» Stored items
○ ○ ○

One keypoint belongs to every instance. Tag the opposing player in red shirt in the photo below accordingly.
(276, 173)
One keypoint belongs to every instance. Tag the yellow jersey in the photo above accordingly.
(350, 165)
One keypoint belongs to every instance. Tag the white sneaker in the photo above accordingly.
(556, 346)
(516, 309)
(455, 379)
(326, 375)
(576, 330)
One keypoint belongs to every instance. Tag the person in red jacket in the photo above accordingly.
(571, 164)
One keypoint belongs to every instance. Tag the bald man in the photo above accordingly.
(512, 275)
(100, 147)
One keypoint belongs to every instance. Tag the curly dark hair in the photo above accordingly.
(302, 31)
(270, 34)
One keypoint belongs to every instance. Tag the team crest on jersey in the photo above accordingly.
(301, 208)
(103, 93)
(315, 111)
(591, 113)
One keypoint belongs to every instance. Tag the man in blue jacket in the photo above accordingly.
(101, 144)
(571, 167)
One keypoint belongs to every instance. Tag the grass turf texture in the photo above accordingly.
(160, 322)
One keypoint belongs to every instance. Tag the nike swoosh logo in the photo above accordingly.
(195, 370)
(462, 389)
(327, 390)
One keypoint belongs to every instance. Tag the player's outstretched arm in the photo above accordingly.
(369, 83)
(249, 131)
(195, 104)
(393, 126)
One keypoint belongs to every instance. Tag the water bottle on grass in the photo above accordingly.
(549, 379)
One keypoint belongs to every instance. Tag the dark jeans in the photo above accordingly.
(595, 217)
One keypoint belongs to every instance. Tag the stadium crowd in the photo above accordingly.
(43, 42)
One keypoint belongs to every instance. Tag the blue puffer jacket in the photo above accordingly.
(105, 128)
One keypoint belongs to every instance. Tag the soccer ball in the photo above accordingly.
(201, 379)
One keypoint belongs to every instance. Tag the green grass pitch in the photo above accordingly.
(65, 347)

○ ○ ○

Swap "grass" for "turf" throughout the stretch from the line that contains "One keypoint belongs to every instance. Tag the player's" through the end of the data, changing nothing else. Reproduce only those lines.

One keypoint belongs to every instance. Tag the player's outstretched arm in the photo above accordingly.
(369, 83)
(249, 131)
(195, 104)
(393, 126)
One keypoint belongs to every instance. Tag the water bottle on turf in the photo above accordingly.
(549, 379)
One keypoint belongs to every instance. Tag the dark jeans in the photo above accordingly.
(595, 217)
One keypoint belongs to every instance. Tag the stadium crowd in the photo above accordingly.
(43, 42)
One keypoint belongs to every instance. Tag the blue puffer jacket in the photo above accordingly.
(105, 128)
One keypoint belongs to every instance. Tag the soccer ball in the photo above accordingly.
(201, 379)
One keypoint belongs to every instance. Tag the green turf pitch in the photo above accordingly.
(65, 347)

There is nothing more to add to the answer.